Update: I have truncated this article for now (20 December) as there was an error in my LRU software that made LRU look like a much better performer than it really was. I’ll update this with the correct data shortly….
In 1966 László Bélády published “A study of replacement algorithms for virtual storage computers”, one of the truly epoch making papers for operating system science – the first comprehensive examination of page replacement strategies for virtual memory computers.
These days all but the simplest embedded computing devices will use some sort of virtual memory system because it allows computing devices to (relatively) seamlessly load bits of computer programs in and out of memory as needed – the programs see a faked – virtual – address and so the chunks can be loaded in an out of whatever piece of memory is available without worrying about having to get the chunks into exactly the same place every time.
But in 1966 virtual memory was a new and essentially experimental technology and so Belady’s examination of the different strategies for deciding which chunk (page) of memory was kept or replaced when new pages were required to be loaded is the foundation stone of all the approaches that followed.
This last couple of weeks I have found myself walking in the steps of Bélády as I built software to examine the different performance characteristics of potential page replacement policies in a network-on-chip computer.

» **Given exercise A**: In the article on page replacement, in what year did László Bélády publish his study of replacement algorithms for virtual storage computers?
The rows that come next are separate material with no connection to the article above.

» **Records to use**:

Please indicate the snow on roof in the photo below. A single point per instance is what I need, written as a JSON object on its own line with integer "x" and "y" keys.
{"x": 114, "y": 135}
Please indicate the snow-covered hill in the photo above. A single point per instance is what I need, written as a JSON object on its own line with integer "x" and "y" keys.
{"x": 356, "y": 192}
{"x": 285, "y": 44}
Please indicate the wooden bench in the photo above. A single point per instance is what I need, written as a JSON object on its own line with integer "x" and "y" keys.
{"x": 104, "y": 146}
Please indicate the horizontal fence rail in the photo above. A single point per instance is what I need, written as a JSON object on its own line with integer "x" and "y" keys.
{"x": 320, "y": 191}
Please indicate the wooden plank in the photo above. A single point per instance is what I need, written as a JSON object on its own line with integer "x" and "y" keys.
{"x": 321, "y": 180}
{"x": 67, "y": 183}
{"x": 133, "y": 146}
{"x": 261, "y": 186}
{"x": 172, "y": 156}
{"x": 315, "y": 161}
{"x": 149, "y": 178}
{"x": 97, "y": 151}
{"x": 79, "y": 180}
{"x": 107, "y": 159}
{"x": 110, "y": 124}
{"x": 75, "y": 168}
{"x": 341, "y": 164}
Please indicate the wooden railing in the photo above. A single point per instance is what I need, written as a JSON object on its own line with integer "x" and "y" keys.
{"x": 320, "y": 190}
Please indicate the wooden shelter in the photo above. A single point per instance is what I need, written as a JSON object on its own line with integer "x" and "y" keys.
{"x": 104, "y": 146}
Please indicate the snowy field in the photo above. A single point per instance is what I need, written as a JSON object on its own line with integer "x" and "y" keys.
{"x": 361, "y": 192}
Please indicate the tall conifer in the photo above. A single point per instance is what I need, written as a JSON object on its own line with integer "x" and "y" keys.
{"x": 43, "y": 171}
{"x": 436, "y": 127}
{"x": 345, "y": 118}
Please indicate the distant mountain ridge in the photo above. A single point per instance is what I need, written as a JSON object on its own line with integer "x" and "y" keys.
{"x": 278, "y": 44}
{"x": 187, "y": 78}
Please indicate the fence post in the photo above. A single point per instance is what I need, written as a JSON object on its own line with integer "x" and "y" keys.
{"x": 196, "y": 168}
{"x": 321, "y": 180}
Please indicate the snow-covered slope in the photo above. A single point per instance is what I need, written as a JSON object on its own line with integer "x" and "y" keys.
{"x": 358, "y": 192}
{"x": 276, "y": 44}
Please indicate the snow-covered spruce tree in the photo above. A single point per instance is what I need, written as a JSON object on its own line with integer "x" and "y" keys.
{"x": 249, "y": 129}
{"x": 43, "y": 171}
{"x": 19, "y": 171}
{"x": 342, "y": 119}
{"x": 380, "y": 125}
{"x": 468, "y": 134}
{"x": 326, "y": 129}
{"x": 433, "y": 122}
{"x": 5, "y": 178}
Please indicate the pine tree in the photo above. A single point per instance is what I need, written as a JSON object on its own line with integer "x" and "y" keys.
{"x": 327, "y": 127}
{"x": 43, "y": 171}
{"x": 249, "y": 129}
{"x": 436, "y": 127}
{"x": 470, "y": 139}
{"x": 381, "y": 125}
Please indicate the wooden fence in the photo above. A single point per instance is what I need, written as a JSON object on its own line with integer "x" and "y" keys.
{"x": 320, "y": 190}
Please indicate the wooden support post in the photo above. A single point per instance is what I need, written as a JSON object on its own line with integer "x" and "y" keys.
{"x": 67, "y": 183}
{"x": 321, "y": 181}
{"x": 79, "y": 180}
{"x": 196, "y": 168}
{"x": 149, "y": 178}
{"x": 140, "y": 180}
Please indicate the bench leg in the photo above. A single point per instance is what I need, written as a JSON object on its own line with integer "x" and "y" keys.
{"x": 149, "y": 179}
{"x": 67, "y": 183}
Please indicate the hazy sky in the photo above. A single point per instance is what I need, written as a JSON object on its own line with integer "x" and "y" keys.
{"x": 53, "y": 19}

» **Given exercise B**: Express the lines of the rows as a JSON list of strings, one string per line and blank lines omitted, starting at the line containing "Please indicate the bench" and ending at the last line of the rows, both included.

» **Exercise answer A**: 1966

» **Exercise answer B**:
[
  "Please indicate the bench leg in the photo above. A single point per instance is what I need, written as a JSON object on its own line with integer \"x\" and \"y\" keys.",
  "{\"x\": 149, \"y\": 179}",
  "{\"x\": 67, \"y\": 183}",
  "Please indicate the hazy sky in the photo above. A single point per instance is what I need, written as a JSON object on its own line with integer \"x\" and \"y\" keys.",
  "{\"x\": 53, \"y\": 19}"
]